> _PROBLEM TO WORK ON_: Could you write the next part of the article on the Syrian civil war and the new world order, starting after its last sentence?

> _PASSAGE PROVIDED_:
══════════

Published Tuesday, Sep. 03 2013

The civil war in Syria, and the responses of the United States, Russia and China to it, are unfolding amidst a new world order – one that, remarkably, most resembles the nineteenth-century “Concert of Europe,” a loose and informal grouping of the then Great Powers: Britain, Russia, the Austro-Hungarian Empire, Prussia (later the German Empire), France and Italy.

During the course of the nineteenth century and until the outbreak of the First Word War in 1914, the Great Powers tried to preserve international peace by maintaining a balance of power. This meant that whenever one of the powers, in conjunction with lesser allies, challenged the accepted international order the “concert” banded together and confronted the aggressive power militarily or through diplomatic isolation.

For example, on several occasions in the nineteenth century, Russia threatened to destroy the Ottoman Empire. Britain and France waged the Crimean War in 1853 against Russia, in part, to prevent the Russians from doing so. Whenever the Russians came close to unraveling the Ottoman state or turning it into a vassal, the other Great Powers intervened and through war or diplomacy forced the Russians to back away.

Tragically, as the Great Powers coalesced into two armed camps by the early twentieth century, the flexibility of the Concert of Europe was lost and within less than a decade led to the catastrophic First World War. International relations in the interwar period were fragmented, one of the reasons for the outbreak of the Second World War.

During the Cold War, the international community adjusted to a bipolar world in which the Warsaw Pact, dominated by the Soviet Union, confronted the U.S.-led NATO. The prospect of a nuclear holocaust prevented another world war, but all crises had to be contained within the limitations of the rigid bipolarity.

The end of the Cold War in 1991, and the collapse of the Soviet Union, left the United States as the sole superpower. These developments placed the Americans in a unique position and one that compelled them to act as the world’s policeman. Despite the disproportionate military capability of the United States, at first American administrations tried to act within the bounds of international law and the spirit of the United Nations. During the first Persian Gulf War (1990-91), the United States attacked Iraq only after establishing a coalition of states and securing a mandate from the UN Security Council.

The NATO air campaign against Serbia during the Kosovo War (1999), however, lacked a UN Security Council endorsement because Russia vetoed it. The American argument for intervention was that NATO had the right to humanitarian intervention within its region and that the United Nations charter implicitly sanctioned its actions. Meanwhile Russia and China were too weak to directly challenge the NATO action in Kosovo.

Perhaps America’s long-term failure in Iraq and Afghanistan, as well as the almost simultaneous rise of a more powerful Russia and China, began the process of a new order in the Middle East that is now manifesting itself in Syria. In 2003, the George W. Bush administration went to war against Iraq without UN authorization, flouting international law.

══════════

> _PROVIDED MATERIAL_:

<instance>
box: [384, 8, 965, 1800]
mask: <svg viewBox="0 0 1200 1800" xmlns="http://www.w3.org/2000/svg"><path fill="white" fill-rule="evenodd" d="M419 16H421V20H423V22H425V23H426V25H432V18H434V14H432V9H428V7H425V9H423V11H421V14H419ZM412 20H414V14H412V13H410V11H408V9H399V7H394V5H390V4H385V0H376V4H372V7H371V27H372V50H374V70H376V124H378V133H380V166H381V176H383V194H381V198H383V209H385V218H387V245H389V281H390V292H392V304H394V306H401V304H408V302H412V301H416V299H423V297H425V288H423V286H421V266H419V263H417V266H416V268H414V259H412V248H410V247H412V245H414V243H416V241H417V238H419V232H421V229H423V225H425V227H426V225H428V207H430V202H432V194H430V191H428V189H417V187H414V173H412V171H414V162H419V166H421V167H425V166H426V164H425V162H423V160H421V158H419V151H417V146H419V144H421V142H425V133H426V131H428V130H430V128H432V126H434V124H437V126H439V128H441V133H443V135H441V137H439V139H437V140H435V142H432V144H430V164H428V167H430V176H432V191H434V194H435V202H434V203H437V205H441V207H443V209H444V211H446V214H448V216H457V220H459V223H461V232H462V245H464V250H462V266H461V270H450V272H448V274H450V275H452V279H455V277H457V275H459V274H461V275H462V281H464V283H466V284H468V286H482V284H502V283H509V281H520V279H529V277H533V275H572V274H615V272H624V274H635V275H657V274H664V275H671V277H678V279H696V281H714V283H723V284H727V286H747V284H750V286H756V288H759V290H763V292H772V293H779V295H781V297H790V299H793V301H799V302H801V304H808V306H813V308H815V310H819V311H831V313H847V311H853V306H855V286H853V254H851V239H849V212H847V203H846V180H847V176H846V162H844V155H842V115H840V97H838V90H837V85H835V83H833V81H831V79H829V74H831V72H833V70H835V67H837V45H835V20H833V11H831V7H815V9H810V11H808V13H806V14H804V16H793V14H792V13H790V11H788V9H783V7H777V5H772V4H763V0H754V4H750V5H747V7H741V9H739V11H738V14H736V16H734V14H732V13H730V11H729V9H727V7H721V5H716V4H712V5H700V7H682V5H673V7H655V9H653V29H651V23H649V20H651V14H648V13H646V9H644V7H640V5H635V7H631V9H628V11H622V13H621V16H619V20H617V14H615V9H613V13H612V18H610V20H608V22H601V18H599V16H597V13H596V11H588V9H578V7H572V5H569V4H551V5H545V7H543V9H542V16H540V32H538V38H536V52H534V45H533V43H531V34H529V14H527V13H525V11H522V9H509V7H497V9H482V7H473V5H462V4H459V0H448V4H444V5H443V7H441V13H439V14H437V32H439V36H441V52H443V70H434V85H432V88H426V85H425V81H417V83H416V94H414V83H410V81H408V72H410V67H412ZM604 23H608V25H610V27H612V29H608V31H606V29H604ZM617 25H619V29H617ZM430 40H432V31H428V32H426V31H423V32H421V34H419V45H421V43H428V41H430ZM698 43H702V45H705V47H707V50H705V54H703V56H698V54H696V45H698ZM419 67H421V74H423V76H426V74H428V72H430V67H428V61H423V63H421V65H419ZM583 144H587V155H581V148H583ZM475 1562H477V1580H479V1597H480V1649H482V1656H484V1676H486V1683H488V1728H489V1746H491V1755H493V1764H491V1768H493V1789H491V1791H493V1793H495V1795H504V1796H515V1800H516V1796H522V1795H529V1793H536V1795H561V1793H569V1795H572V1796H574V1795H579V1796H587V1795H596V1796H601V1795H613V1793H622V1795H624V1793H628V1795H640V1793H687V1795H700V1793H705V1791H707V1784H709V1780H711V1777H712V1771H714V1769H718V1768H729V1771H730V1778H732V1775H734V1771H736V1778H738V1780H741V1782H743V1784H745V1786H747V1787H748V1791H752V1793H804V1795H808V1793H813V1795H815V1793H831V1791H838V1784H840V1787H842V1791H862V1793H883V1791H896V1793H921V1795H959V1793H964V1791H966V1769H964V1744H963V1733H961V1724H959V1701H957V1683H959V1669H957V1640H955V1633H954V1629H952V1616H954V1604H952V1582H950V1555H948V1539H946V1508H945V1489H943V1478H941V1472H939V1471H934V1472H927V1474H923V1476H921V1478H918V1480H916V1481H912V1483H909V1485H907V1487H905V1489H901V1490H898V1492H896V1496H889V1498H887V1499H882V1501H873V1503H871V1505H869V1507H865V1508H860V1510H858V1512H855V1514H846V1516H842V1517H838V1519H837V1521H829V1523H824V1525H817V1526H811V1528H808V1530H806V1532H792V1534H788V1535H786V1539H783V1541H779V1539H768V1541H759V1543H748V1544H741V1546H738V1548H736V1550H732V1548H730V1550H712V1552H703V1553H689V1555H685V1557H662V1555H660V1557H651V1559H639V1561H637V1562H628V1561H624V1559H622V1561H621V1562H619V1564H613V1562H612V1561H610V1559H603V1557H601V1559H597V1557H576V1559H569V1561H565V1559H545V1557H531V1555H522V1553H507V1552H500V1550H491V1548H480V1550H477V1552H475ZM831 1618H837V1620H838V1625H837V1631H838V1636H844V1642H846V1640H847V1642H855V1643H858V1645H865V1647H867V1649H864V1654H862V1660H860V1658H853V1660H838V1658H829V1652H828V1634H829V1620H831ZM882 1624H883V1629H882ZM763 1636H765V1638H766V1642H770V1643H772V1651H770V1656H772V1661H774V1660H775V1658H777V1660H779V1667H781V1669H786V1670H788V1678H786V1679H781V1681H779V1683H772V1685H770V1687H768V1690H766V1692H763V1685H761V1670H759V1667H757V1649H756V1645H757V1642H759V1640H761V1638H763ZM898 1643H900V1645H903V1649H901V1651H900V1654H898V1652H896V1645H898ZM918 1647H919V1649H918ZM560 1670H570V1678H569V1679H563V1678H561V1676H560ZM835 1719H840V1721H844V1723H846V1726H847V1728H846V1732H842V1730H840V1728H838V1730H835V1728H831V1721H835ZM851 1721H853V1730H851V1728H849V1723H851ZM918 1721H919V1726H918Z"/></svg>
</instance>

══════════

> _EXERCISE OUTPUT_:
The NATO air war against Libya in March 2011 was waged with UN Security Council sanction because Russia and China abstained from employing their vetoes. Both these countries had neither strategic nor economic interests in Libya. Syria, on the other hand, is a country in which the Russians and Chinese have strategic and economic interests. The Russians maintain a naval facility in the Syrian port of Tartus, while the Chinese have limited petroleum and other economic investments. Moreover, Beijing is primarily interested in supporting its Russian ally and is opposed to intervention in any region.

The Iranians, Turks, Israelis, Saudis, and Qataris have specific regional interest but they can only act in concert with one or two of the new Great Powers. At the same time non-regional powers such as the United Kingdom, usually a staunch American ally, have refused to join a U.S. strike against Syria, for domestic reasons. France has opted to support President Obama’s call for action, while Germany and Canada, strong American allies, remain on the sidelines. The United States, consequently, can no longer count on all of NATO to support its actions. Instead, it is forced to cherry-pick allies for a coalition to offer a semblance of legality with respect to an act of war that has no basis in international law.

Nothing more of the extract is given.